**Exercise objective**
Reproduce the listing that follows with no differences at all.
— start Entries provided —
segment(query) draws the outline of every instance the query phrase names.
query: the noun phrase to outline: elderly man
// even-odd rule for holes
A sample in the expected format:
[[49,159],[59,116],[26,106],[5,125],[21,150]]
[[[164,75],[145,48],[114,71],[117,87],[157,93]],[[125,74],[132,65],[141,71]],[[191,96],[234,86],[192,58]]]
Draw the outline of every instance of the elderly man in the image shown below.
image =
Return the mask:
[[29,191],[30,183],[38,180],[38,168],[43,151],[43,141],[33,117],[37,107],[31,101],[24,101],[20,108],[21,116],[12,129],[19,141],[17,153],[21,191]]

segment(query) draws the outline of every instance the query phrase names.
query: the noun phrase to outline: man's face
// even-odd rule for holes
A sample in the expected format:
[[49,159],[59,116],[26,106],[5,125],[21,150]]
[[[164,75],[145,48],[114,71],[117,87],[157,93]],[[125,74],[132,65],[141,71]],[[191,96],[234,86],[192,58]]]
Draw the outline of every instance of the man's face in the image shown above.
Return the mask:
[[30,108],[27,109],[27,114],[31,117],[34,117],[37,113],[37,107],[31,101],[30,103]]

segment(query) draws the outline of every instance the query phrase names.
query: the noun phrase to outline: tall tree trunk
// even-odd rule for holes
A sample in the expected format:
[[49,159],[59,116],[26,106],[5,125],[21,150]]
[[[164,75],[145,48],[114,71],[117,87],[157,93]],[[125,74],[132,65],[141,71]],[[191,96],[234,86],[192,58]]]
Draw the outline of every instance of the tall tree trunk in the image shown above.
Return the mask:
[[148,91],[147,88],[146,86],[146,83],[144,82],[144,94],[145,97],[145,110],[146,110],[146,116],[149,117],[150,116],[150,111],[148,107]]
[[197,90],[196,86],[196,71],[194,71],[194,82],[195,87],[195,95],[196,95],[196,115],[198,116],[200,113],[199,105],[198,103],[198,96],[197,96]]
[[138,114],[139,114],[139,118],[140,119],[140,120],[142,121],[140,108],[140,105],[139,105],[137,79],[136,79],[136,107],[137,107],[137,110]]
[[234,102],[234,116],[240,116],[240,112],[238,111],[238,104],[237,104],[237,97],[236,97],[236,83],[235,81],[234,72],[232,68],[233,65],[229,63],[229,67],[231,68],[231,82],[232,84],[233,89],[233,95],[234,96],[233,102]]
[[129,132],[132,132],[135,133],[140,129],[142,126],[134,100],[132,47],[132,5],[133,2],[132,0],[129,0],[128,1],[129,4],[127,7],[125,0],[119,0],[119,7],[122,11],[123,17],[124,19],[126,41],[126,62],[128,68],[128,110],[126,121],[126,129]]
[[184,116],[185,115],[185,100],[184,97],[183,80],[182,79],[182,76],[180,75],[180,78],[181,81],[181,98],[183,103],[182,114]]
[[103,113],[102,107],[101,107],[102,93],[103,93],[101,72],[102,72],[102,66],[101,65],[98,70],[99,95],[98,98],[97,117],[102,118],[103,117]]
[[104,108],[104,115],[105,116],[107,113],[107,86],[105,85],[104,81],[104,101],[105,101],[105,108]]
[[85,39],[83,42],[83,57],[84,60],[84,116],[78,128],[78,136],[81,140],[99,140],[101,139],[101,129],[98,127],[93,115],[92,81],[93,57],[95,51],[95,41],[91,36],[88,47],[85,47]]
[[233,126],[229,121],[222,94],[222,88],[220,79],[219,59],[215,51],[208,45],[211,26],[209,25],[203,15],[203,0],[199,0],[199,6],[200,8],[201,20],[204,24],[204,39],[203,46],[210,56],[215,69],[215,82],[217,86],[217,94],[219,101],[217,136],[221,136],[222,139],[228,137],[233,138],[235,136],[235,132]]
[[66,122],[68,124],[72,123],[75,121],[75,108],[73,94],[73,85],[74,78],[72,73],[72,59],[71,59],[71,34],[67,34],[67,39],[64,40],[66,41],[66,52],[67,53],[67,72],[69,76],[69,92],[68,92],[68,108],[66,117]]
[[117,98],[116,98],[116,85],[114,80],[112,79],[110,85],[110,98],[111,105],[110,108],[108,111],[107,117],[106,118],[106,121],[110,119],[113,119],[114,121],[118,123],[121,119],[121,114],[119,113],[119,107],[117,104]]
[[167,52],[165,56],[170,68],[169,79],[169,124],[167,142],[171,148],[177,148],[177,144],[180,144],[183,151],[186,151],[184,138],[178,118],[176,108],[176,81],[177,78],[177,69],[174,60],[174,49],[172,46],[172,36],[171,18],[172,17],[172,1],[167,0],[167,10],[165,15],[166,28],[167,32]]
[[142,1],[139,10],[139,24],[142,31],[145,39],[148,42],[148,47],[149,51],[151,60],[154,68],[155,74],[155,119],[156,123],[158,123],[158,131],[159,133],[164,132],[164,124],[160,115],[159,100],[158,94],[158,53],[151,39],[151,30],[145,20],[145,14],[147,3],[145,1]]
— end Entries provided —
**Written solution**
segment(query) draws the outline of every instance the query phrase names.
query: the noun phrase to outline: elderly man
// even-odd rule for holes
A sample in the expected format:
[[49,159],[59,116],[26,106],[5,125],[21,150]]
[[[164,75],[145,48],[114,71],[117,87],[157,93]],[[125,74],[132,65],[141,71]],[[191,96],[234,86],[192,58]]]
Draw the outline of every instance of the elderly man in the image shown below.
image =
Return the mask:
[[29,191],[30,183],[38,180],[38,168],[43,151],[43,141],[33,117],[37,107],[31,101],[24,101],[20,108],[21,116],[12,129],[19,141],[17,153],[21,191]]

segment(query) draws the outline of every instance the query phrase names.
query: the noun phrase to outline: man's face
// even-odd rule for holes
A sample in the expected format:
[[49,159],[59,116],[26,106],[5,125],[21,150]]
[[[164,75],[145,48],[114,71],[117,87],[157,93]],[[125,74],[132,65],[141,71]],[[191,96],[234,86],[192,58]]]
Draw the outline of every instance of the man's face in the image shown above.
Return the mask:
[[30,108],[27,109],[27,114],[31,117],[34,117],[37,113],[37,107],[31,101],[30,103]]

segment(query) draws the outline of every instance the query phrase names.
query: the noun phrase to outline: tall tree trunk
// even-odd rule for holes
A sample in the expected format:
[[49,159],[59,116],[26,106],[5,125],[21,150]]
[[[164,75],[145,48],[114,71],[117,87],[157,93]],[[125,74],[132,65],[141,71]],[[191,96],[234,86],[192,58]]]
Draw the outline of every instance of the tall tree trunk in the image shown above.
Return the mask:
[[148,91],[147,88],[146,86],[146,83],[144,82],[144,94],[145,97],[145,110],[146,110],[146,116],[149,117],[150,116],[150,111],[148,107]]
[[197,90],[196,86],[196,71],[194,71],[194,82],[195,87],[195,95],[196,95],[196,115],[198,116],[200,113],[199,105],[198,103],[198,96],[197,96]]
[[138,114],[139,114],[139,118],[140,119],[140,120],[142,121],[140,108],[140,105],[139,105],[137,79],[136,79],[136,107],[137,107],[137,110]]
[[234,102],[234,116],[240,116],[240,112],[238,111],[238,104],[237,104],[237,97],[236,97],[236,83],[235,81],[234,72],[232,68],[233,65],[229,63],[229,67],[231,68],[231,82],[232,84],[233,89],[233,95],[234,96],[233,102]]
[[129,132],[132,132],[135,133],[140,129],[142,126],[134,100],[132,47],[132,5],[133,2],[132,0],[129,0],[128,1],[129,4],[127,7],[125,0],[119,0],[119,7],[122,11],[123,17],[124,19],[126,41],[126,62],[128,68],[128,110],[126,121],[126,129]]
[[184,116],[185,115],[185,100],[184,97],[183,80],[182,79],[182,76],[180,75],[180,78],[181,81],[181,98],[183,103],[182,114]]
[[103,113],[102,107],[101,107],[102,93],[103,93],[101,72],[102,72],[102,66],[101,65],[98,70],[99,95],[98,98],[97,117],[102,118],[103,117]]
[[104,108],[104,115],[105,116],[107,113],[107,86],[105,85],[104,81],[104,101],[105,101],[105,108]]
[[85,39],[83,42],[83,57],[84,60],[84,116],[78,128],[78,136],[81,140],[99,140],[101,139],[101,129],[98,127],[93,115],[92,81],[93,57],[95,51],[95,41],[91,36],[88,47],[85,47]]
[[233,126],[229,121],[222,94],[222,88],[220,79],[219,59],[215,51],[208,45],[211,26],[209,25],[203,15],[203,0],[199,0],[199,6],[200,8],[201,20],[204,24],[204,39],[203,46],[210,56],[215,69],[215,82],[217,86],[217,94],[219,101],[217,136],[221,136],[222,139],[228,137],[233,138],[235,136],[235,132]]
[[66,122],[68,124],[72,123],[75,121],[75,108],[73,94],[73,85],[74,78],[72,73],[72,59],[71,59],[71,34],[67,34],[67,39],[64,40],[66,41],[66,52],[67,53],[67,72],[69,76],[69,92],[68,92],[68,108],[66,117]]
[[117,98],[116,98],[116,85],[114,80],[112,79],[110,85],[110,98],[111,105],[110,108],[108,111],[107,117],[106,118],[106,121],[110,119],[113,119],[114,121],[118,123],[121,119],[121,114],[119,113],[119,107],[117,104]]
[[167,52],[165,56],[170,68],[169,79],[169,124],[167,142],[171,148],[177,148],[177,144],[180,144],[183,151],[186,151],[184,138],[178,118],[176,108],[176,81],[177,78],[177,69],[174,60],[174,49],[172,46],[172,36],[171,18],[172,17],[172,1],[167,0],[167,10],[165,15],[166,28],[167,32]]
[[142,1],[139,10],[139,24],[142,31],[145,39],[148,42],[148,47],[149,51],[151,60],[154,68],[155,74],[155,119],[156,123],[158,123],[158,131],[159,133],[164,132],[164,124],[160,115],[159,100],[158,94],[158,53],[151,39],[151,30],[145,20],[145,14],[147,3],[145,1]]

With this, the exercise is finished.